# EXCERPT
== Segment start ==

The part-of-speech tagger 112 can generate a marked-up version of
the document in which the part-of-speech tagger 112 can append the
part-of-speech to the end of each word in the document. The
part-of-speech can be appended to each word as a tag, such as a
mark-up language tag.
[0027] Once the part-of-speech for the words in the document have
been determined, the rules analyzer 114 can group words of a
document together to identify entities based on a set of
pre-determined patterns. The rules analyzer 114 can include a set
of rules that can be used by the rules analyzer 114 to identify
entities having a name composed of more than one word. The set of
rules can be based on parts-of-speech identified by the
parts-of-speech tagger 112. As one example, the rules analyzer can
include a rule such that when the word "University" appears in a
document, followed by the words "of" or "at", followed by a
sequence of proper nouns, such as "Southern California", the rules
analyzer combines the words as a single entity (e.g., University of
Southern California) and identifies the words as a mention or
occurrence of the single entity. The rules analyzer 114 applies the
rules to each sentence in the document to identify entities. The
rules analyzer 114 can generate a marked-up the version of the
document received from the part-of-speech tagger 112. The
occurrences of the entity identified using the rules analyzer 114
can be highlighted using tagging, changes in the color of the text,
changes in the size of the text, changes in the font of the text,
and the like.

== Segment end ==

# DATA SHOWN
== Segment start ==

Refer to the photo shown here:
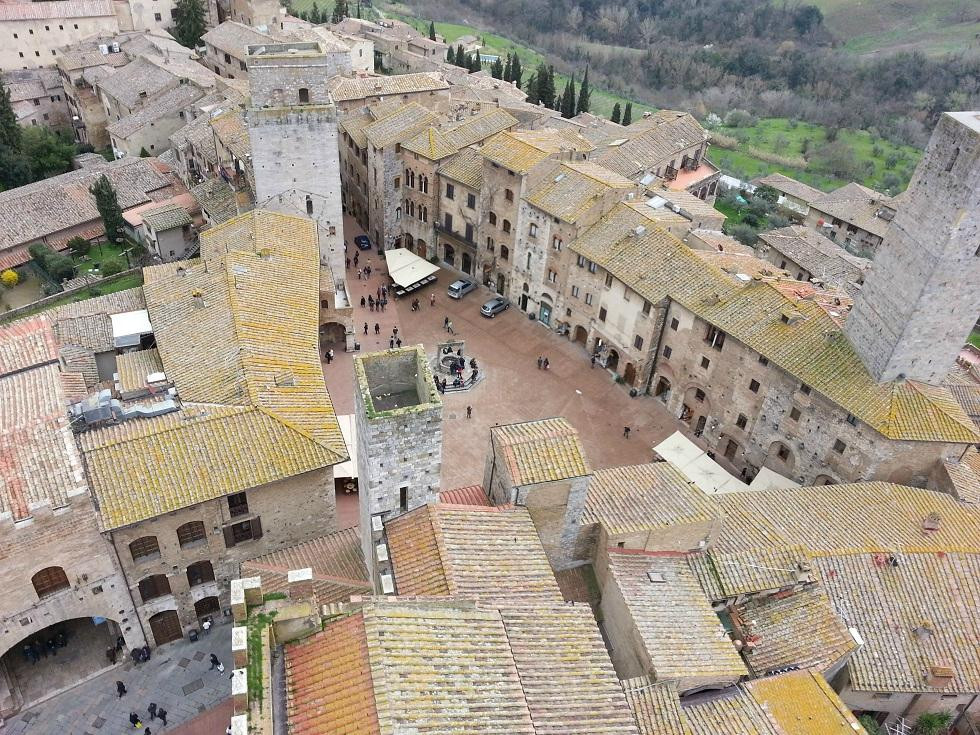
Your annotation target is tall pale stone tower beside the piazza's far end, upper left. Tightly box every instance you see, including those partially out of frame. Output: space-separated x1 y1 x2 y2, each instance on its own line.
246 41 350 278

== Segment end ==

# PROMPT A
In the excerpt on identifying entities in a document, where does the part-of-speech tagger append the part-of-speech for each word?
# PROMPT B
Continue the excerpt on identifying entities in a document, picking up after its final sentence.
The data above comes from a separate source with no connection to the excerpt.

# ANSWER BOX A
To the end of each word in the document, as a tag such as a mark-up language tag.

# ANSWER BOX B
[0028] The white-list applier 116 of the entity identifier 110 can
facilitate automatic recognition of entities in the documents. The
white-list applier 116 can include a set of words and/or phrases
representing the names of entities to be automatically recognized
in the documents. The white-list applier 116 can ensure that
occurrences of specific entities in documents are identified and
can facilitate identification of entities included in the list
without requiring the part-of-speech tagger 112 and/or the rules
analyzer 114 to detect the entities. Thus, the white-list applier
can be used in combination with the part-of-speech tagger 112 and
the rules analyzer 114 to identify some or all of the entities
mentioned in the documents. The white-list applier 116 can scan the
document for instances of the entries in the list and can compare
the words and/or phrases in the list to the words and/or phrases in
the document, and when a word or phrase in the document matches a
word and/or phrase in the list, the white-list applier 116 can
identify the word and/or phrase in the document as a name of an
entity. The white-list applier 116 can generate a marked-up version
of the document, or can mark-up the version of the document output
by the part-of-speech tagger 112 and/or rules analyzer 114, in
which the entities identified by the white-list applier 116 can be
can be highlighted using tagging, changes in the color of the text,
changes in the size of the text, changes in the font of the text,
and the like.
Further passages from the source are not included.